◆ SET PROBLEM ◆
Render every line of the records below as a Markdown table with two columns, Row and Line, numbering the rows and skipping any blank lines. Leave the pictures out of the table.

Records
——————
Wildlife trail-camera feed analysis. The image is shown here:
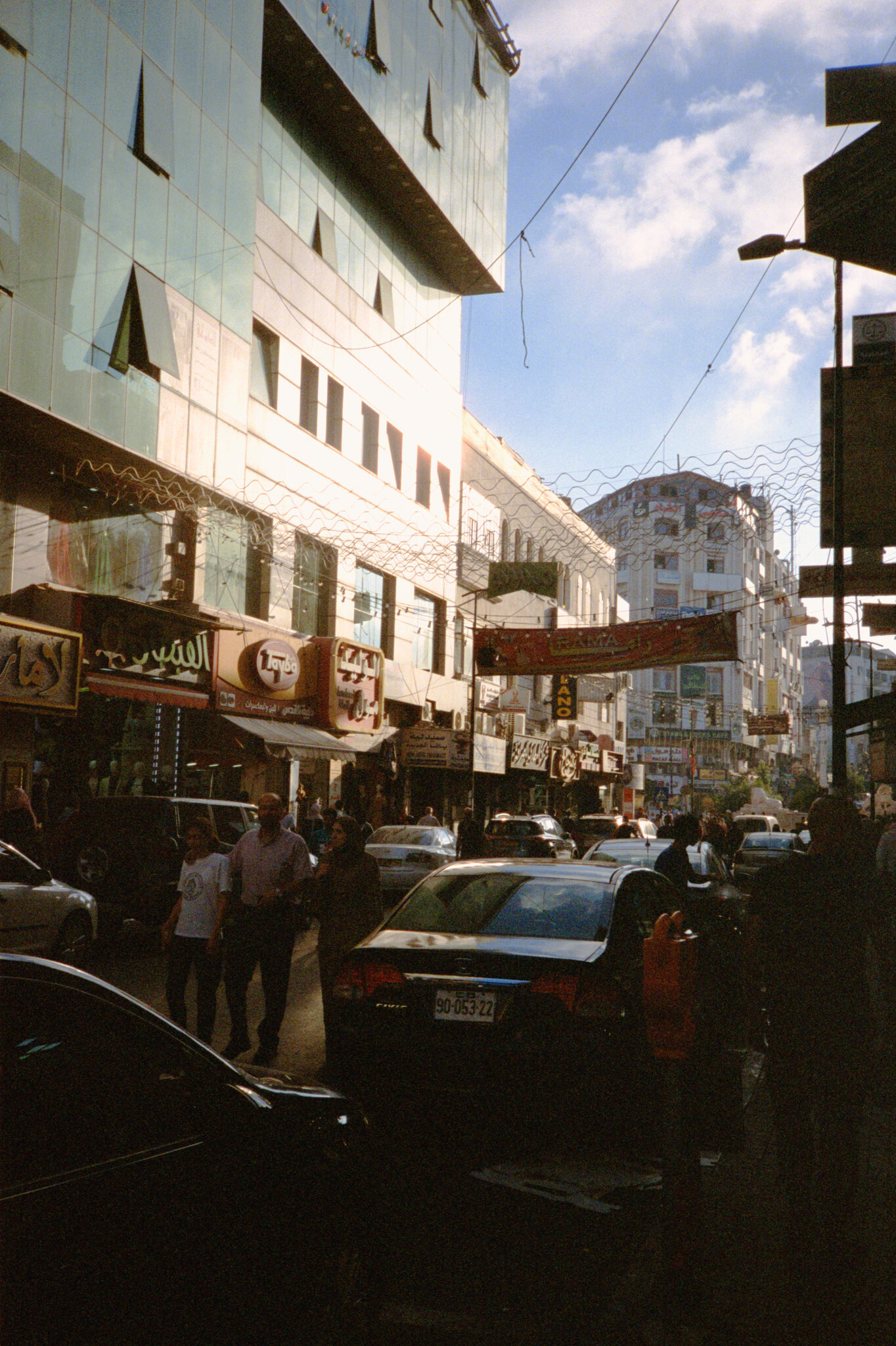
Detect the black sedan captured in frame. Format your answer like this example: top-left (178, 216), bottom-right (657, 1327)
top-left (0, 954), bottom-right (369, 1346)
top-left (327, 860), bottom-right (694, 1112)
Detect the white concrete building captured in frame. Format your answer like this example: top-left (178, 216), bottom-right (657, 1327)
top-left (581, 471), bottom-right (805, 795)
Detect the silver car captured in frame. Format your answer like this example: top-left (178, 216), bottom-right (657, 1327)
top-left (365, 824), bottom-right (457, 900)
top-left (0, 841), bottom-right (97, 965)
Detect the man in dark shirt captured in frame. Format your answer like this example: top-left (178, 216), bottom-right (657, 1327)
top-left (748, 795), bottom-right (885, 1268)
top-left (654, 813), bottom-right (700, 898)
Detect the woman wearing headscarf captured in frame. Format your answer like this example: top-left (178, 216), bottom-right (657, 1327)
top-left (315, 813), bottom-right (382, 1055)
top-left (0, 786), bottom-right (43, 864)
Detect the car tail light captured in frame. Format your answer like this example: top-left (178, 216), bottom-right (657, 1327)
top-left (332, 958), bottom-right (405, 1000)
top-left (529, 972), bottom-right (625, 1019)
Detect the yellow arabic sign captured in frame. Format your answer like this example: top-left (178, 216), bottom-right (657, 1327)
top-left (0, 614), bottom-right (81, 714)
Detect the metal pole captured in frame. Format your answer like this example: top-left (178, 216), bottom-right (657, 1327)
top-left (832, 257), bottom-right (846, 794)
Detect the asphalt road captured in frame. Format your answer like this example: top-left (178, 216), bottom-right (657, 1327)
top-left (94, 923), bottom-right (669, 1346)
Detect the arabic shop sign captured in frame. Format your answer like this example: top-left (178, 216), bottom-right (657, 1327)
top-left (85, 611), bottom-right (212, 691)
top-left (510, 733), bottom-right (550, 772)
top-left (0, 615), bottom-right (81, 714)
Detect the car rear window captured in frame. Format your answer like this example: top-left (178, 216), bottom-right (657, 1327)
top-left (485, 818), bottom-right (541, 837)
top-left (367, 828), bottom-right (437, 845)
top-left (740, 832), bottom-right (796, 850)
top-left (389, 870), bottom-right (612, 941)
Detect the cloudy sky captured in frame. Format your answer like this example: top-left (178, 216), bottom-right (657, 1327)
top-left (461, 0), bottom-right (896, 622)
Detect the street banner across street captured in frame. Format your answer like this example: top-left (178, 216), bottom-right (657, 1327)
top-left (474, 613), bottom-right (737, 676)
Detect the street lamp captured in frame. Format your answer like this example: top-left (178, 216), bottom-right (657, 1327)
top-left (737, 234), bottom-right (846, 794)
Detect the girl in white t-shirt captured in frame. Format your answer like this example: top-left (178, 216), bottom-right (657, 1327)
top-left (162, 817), bottom-right (230, 1043)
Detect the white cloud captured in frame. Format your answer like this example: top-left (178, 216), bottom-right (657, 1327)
top-left (688, 80), bottom-right (765, 117)
top-left (541, 108), bottom-right (826, 277)
top-left (499, 0), bottom-right (892, 94)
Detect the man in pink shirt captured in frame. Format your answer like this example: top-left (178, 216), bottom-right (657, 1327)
top-left (223, 794), bottom-right (312, 1066)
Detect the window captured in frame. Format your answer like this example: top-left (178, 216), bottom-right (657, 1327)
top-left (354, 565), bottom-right (395, 658)
top-left (474, 37), bottom-right (488, 99)
top-left (436, 463), bottom-right (451, 520)
top-left (249, 323), bottom-right (280, 408)
top-left (414, 448), bottom-right (432, 509)
top-left (292, 533), bottom-right (336, 636)
top-left (133, 57), bottom-right (173, 177)
top-left (109, 262), bottom-right (180, 378)
top-left (203, 509), bottom-right (269, 622)
top-left (386, 421), bottom-right (405, 490)
top-left (366, 0), bottom-right (392, 72)
top-left (311, 210), bottom-right (339, 271)
top-left (411, 590), bottom-right (445, 673)
top-left (652, 696), bottom-right (678, 724)
top-left (327, 378), bottom-right (344, 453)
top-left (424, 76), bottom-right (445, 149)
top-left (299, 356), bottom-right (320, 435)
top-left (361, 402), bottom-right (380, 473)
top-left (374, 272), bottom-right (395, 327)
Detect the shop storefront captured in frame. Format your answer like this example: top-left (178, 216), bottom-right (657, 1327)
top-left (0, 614), bottom-right (81, 801)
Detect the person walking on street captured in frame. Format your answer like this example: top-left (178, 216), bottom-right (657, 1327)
top-left (457, 804), bottom-right (485, 860)
top-left (654, 813), bottom-right (700, 902)
top-left (223, 794), bottom-right (312, 1066)
top-left (313, 814), bottom-right (382, 1055)
top-left (748, 795), bottom-right (889, 1278)
top-left (162, 817), bottom-right (230, 1044)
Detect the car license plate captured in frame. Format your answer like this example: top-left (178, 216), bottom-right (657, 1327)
top-left (435, 986), bottom-right (495, 1023)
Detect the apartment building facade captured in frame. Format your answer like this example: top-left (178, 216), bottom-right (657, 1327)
top-left (0, 0), bottom-right (520, 824)
top-left (581, 471), bottom-right (806, 798)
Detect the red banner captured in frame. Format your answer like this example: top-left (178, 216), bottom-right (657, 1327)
top-left (474, 613), bottom-right (737, 677)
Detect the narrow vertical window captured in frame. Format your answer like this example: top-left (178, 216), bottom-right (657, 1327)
top-left (327, 378), bottom-right (344, 453)
top-left (424, 76), bottom-right (445, 149)
top-left (386, 421), bottom-right (403, 490)
top-left (361, 404), bottom-right (380, 473)
top-left (299, 356), bottom-right (320, 435)
top-left (249, 323), bottom-right (280, 408)
top-left (436, 463), bottom-right (451, 520)
top-left (414, 448), bottom-right (432, 509)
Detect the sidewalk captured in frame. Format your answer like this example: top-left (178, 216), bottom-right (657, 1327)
top-left (635, 1047), bottom-right (896, 1346)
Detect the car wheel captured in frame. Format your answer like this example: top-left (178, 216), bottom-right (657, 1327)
top-left (53, 911), bottom-right (93, 968)
top-left (76, 845), bottom-right (110, 891)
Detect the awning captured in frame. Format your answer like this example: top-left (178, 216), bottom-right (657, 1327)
top-left (339, 724), bottom-right (398, 753)
top-left (223, 714), bottom-right (355, 762)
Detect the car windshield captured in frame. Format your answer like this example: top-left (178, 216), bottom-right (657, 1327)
top-left (367, 828), bottom-right (441, 845)
top-left (389, 868), bottom-right (612, 941)
top-left (485, 818), bottom-right (541, 837)
top-left (740, 832), bottom-right (796, 850)
top-left (588, 837), bottom-right (715, 873)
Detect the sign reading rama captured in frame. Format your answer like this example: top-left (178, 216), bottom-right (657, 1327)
top-left (474, 611), bottom-right (737, 676)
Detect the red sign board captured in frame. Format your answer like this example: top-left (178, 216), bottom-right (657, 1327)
top-left (474, 613), bottom-right (737, 676)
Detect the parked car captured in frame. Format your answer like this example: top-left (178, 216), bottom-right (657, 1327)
top-left (365, 825), bottom-right (457, 900)
top-left (732, 832), bottom-right (807, 891)
top-left (50, 794), bottom-right (256, 934)
top-left (0, 954), bottom-right (371, 1346)
top-left (484, 813), bottom-right (579, 860)
top-left (0, 841), bottom-right (97, 963)
top-left (327, 859), bottom-right (740, 1124)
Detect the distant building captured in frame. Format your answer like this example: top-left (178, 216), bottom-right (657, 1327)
top-left (581, 471), bottom-right (806, 795)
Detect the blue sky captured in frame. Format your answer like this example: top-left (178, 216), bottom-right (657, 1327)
top-left (461, 0), bottom-right (896, 636)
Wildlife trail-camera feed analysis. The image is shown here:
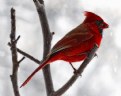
——————
◆ EXERCISE RESPONSE ◆
| Row | Line |
|---|---|
| 1 | Wildlife trail-camera feed analysis. The image is shown here: |
| 2 | Detect the black sedan captured in frame. Format your answer like this example: top-left (178, 216), bottom-right (657, 1327) |
| 3 | top-left (0, 954), bottom-right (369, 1346) |
| 4 | top-left (327, 860), bottom-right (694, 1112) |
| 5 | Detect the white concrete building captured in frame. Format your answer like this example: top-left (178, 216), bottom-right (657, 1327) |
| 6 | top-left (581, 471), bottom-right (805, 795) |
| 7 | Detect the silver car captured in frame. Format your answer like this example: top-left (178, 216), bottom-right (657, 1327) |
| 8 | top-left (365, 824), bottom-right (457, 900) |
| 9 | top-left (0, 841), bottom-right (97, 965) |
| 10 | Detect the man in dark shirt captured in frame. Format your answer like this example: top-left (178, 216), bottom-right (657, 1327) |
| 11 | top-left (748, 795), bottom-right (885, 1268) |
| 12 | top-left (654, 813), bottom-right (700, 898) |
| 13 | Detect the woman wearing headscarf captured in frame. Format your answer like this example: top-left (178, 216), bottom-right (657, 1327) |
| 14 | top-left (315, 813), bottom-right (382, 1055) |
| 15 | top-left (0, 786), bottom-right (43, 864) |
| 16 | Detect the car tail light captured in frame. Format your answer like this example: top-left (178, 216), bottom-right (657, 1327) |
| 17 | top-left (332, 958), bottom-right (405, 1000) |
| 18 | top-left (529, 972), bottom-right (625, 1019) |
| 19 | Detect the yellow arabic sign captured in frame. Format your answer like this example: top-left (178, 216), bottom-right (657, 1327) |
| 20 | top-left (0, 614), bottom-right (81, 714) |
| 21 | Detect the metal pole captured in frame. Format your answer like this example: top-left (178, 216), bottom-right (657, 1327) |
| 22 | top-left (832, 257), bottom-right (846, 794) |
| 23 | Detect the asphalt road captured in frame. Format your answer like this example: top-left (178, 216), bottom-right (657, 1327) |
| 24 | top-left (94, 923), bottom-right (669, 1346) |
| 25 | Detect the arabic shop sign captured in frame. Format your answer like this example: top-left (178, 216), bottom-right (657, 1327) |
| 26 | top-left (85, 611), bottom-right (212, 691) |
| 27 | top-left (510, 733), bottom-right (550, 772) |
| 28 | top-left (0, 615), bottom-right (81, 714) |
| 29 | Detect the car rear window captured in frame. Format your answer like this example: top-left (178, 216), bottom-right (657, 1327) |
| 30 | top-left (485, 818), bottom-right (541, 837) |
| 31 | top-left (367, 828), bottom-right (437, 845) |
| 32 | top-left (740, 832), bottom-right (796, 850) |
| 33 | top-left (389, 870), bottom-right (612, 941) |
| 34 | Detect the cloudy sky captured in frame. Format your answer like this example: top-left (178, 216), bottom-right (657, 1327) |
| 35 | top-left (461, 0), bottom-right (896, 622) |
| 36 | Detect the street banner across street captured in frame. Format your answer like this example: top-left (178, 216), bottom-right (657, 1327) |
| 37 | top-left (474, 613), bottom-right (737, 676) |
| 38 | Detect the street lamp captured in frame. Format your answer like this example: top-left (178, 216), bottom-right (657, 1327) |
| 39 | top-left (737, 234), bottom-right (846, 794) |
| 40 | Detect the girl in white t-shirt captured in frame. Format your answer like this example: top-left (178, 216), bottom-right (657, 1327) |
| 41 | top-left (162, 817), bottom-right (230, 1043) |
| 42 | Detect the white cloud captured in frame. Format your answer like this example: top-left (178, 216), bottom-right (657, 1327) |
| 43 | top-left (688, 80), bottom-right (765, 117) |
| 44 | top-left (541, 108), bottom-right (826, 277) |
| 45 | top-left (499, 0), bottom-right (892, 94) |
| 46 | Detect the man in pink shirt captured in frame. Format your answer like this example: top-left (178, 216), bottom-right (657, 1327) |
| 47 | top-left (223, 794), bottom-right (312, 1066) |
| 48 | Detect the window captured in frame. Format your answer like this example: top-left (178, 216), bottom-right (657, 1327) |
| 49 | top-left (354, 565), bottom-right (395, 658) |
| 50 | top-left (474, 37), bottom-right (488, 99) |
| 51 | top-left (436, 463), bottom-right (451, 520) |
| 52 | top-left (249, 323), bottom-right (280, 408) |
| 53 | top-left (414, 448), bottom-right (432, 509) |
| 54 | top-left (292, 533), bottom-right (336, 636) |
| 55 | top-left (133, 57), bottom-right (173, 177) |
| 56 | top-left (109, 262), bottom-right (180, 378) |
| 57 | top-left (203, 509), bottom-right (269, 622) |
| 58 | top-left (386, 421), bottom-right (405, 490) |
| 59 | top-left (366, 0), bottom-right (392, 72) |
| 60 | top-left (311, 210), bottom-right (339, 271) |
| 61 | top-left (411, 590), bottom-right (445, 673) |
| 62 | top-left (652, 696), bottom-right (678, 724) |
| 63 | top-left (327, 378), bottom-right (344, 453) |
| 64 | top-left (424, 76), bottom-right (445, 149) |
| 65 | top-left (299, 356), bottom-right (320, 435) |
| 66 | top-left (361, 402), bottom-right (380, 473) |
| 67 | top-left (374, 272), bottom-right (395, 327) |
| 68 | Detect the shop storefront captured in frame. Format your answer like this example: top-left (178, 216), bottom-right (657, 1327) |
| 69 | top-left (0, 614), bottom-right (81, 801) |
| 70 | Detect the person walking on street captured in frame. Format your answer like this example: top-left (178, 216), bottom-right (657, 1327) |
| 71 | top-left (457, 804), bottom-right (485, 860) |
| 72 | top-left (654, 813), bottom-right (700, 902) |
| 73 | top-left (223, 794), bottom-right (312, 1066) |
| 74 | top-left (313, 814), bottom-right (382, 1055) |
| 75 | top-left (748, 795), bottom-right (889, 1278) |
| 76 | top-left (162, 817), bottom-right (230, 1044) |
| 77 | Detect the car license plate captured in frame. Format your answer like this example: top-left (178, 216), bottom-right (657, 1327) |
| 78 | top-left (435, 986), bottom-right (495, 1023) |
| 79 | Detect the apartment building facade captured in frame. Format your answer like this example: top-left (178, 216), bottom-right (657, 1327) |
| 80 | top-left (0, 0), bottom-right (520, 824) |
| 81 | top-left (581, 471), bottom-right (806, 798) |
| 82 | Detect the red banner captured in frame. Format your answer like this example: top-left (178, 216), bottom-right (657, 1327) |
| 83 | top-left (474, 613), bottom-right (737, 677) |
| 84 | Detect the narrow vertical window captured in frame. Format your answer like this example: top-left (178, 216), bottom-right (657, 1327) |
| 85 | top-left (327, 378), bottom-right (344, 453) |
| 86 | top-left (424, 76), bottom-right (445, 149) |
| 87 | top-left (386, 421), bottom-right (403, 490) |
| 88 | top-left (361, 404), bottom-right (380, 473) |
| 89 | top-left (299, 356), bottom-right (320, 435) |
| 90 | top-left (249, 323), bottom-right (280, 408) |
| 91 | top-left (436, 463), bottom-right (451, 520) |
| 92 | top-left (414, 448), bottom-right (432, 509) |
| 93 | Detect the sidewalk captured in frame. Format your answer like this example: top-left (178, 216), bottom-right (657, 1327) |
| 94 | top-left (635, 1047), bottom-right (896, 1346) |
| 95 | Detect the car wheel captured in frame. Format your answer like this example: top-left (178, 216), bottom-right (657, 1327) |
| 96 | top-left (53, 911), bottom-right (93, 968) |
| 97 | top-left (76, 845), bottom-right (110, 891) |
| 98 | Detect the awning captured in frame. Format your answer like this example: top-left (178, 216), bottom-right (657, 1327) |
| 99 | top-left (339, 724), bottom-right (398, 753) |
| 100 | top-left (223, 714), bottom-right (355, 762) |
| 101 | Detect the car windshield captured in frame. Format your answer like this example: top-left (178, 216), bottom-right (657, 1327) |
| 102 | top-left (367, 828), bottom-right (441, 845) |
| 103 | top-left (389, 868), bottom-right (612, 941) |
| 104 | top-left (485, 818), bottom-right (541, 837) |
| 105 | top-left (740, 832), bottom-right (796, 850) |
| 106 | top-left (588, 837), bottom-right (715, 873) |
| 107 | Detect the sign reading rama captured in frame. Format your answer like this example: top-left (178, 216), bottom-right (657, 1327) |
| 108 | top-left (474, 611), bottom-right (737, 676) |
| 109 | Detect the red sign board captured in frame. Format your answer like this example: top-left (178, 216), bottom-right (657, 1327) |
| 110 | top-left (474, 613), bottom-right (737, 676) |
| 111 | Detect the parked car captured in frame. Format your answer like this example: top-left (178, 216), bottom-right (657, 1327) |
| 112 | top-left (365, 825), bottom-right (457, 900) |
| 113 | top-left (732, 832), bottom-right (807, 891) |
| 114 | top-left (50, 794), bottom-right (256, 934) |
| 115 | top-left (0, 954), bottom-right (371, 1346) |
| 116 | top-left (484, 813), bottom-right (579, 860) |
| 117 | top-left (0, 841), bottom-right (97, 963) |
| 118 | top-left (327, 859), bottom-right (740, 1124) |
| 119 | Detect the distant building captured in frame. Format your answer like this example: top-left (178, 216), bottom-right (657, 1327) |
| 120 | top-left (581, 471), bottom-right (806, 795) |
| 121 | Detect the blue sky captured in frame. Format your answer like this example: top-left (178, 216), bottom-right (657, 1327) |
| 122 | top-left (461, 0), bottom-right (896, 636) |
| 123 | Wildlife trail-camera feed analysis. The image is shown here: |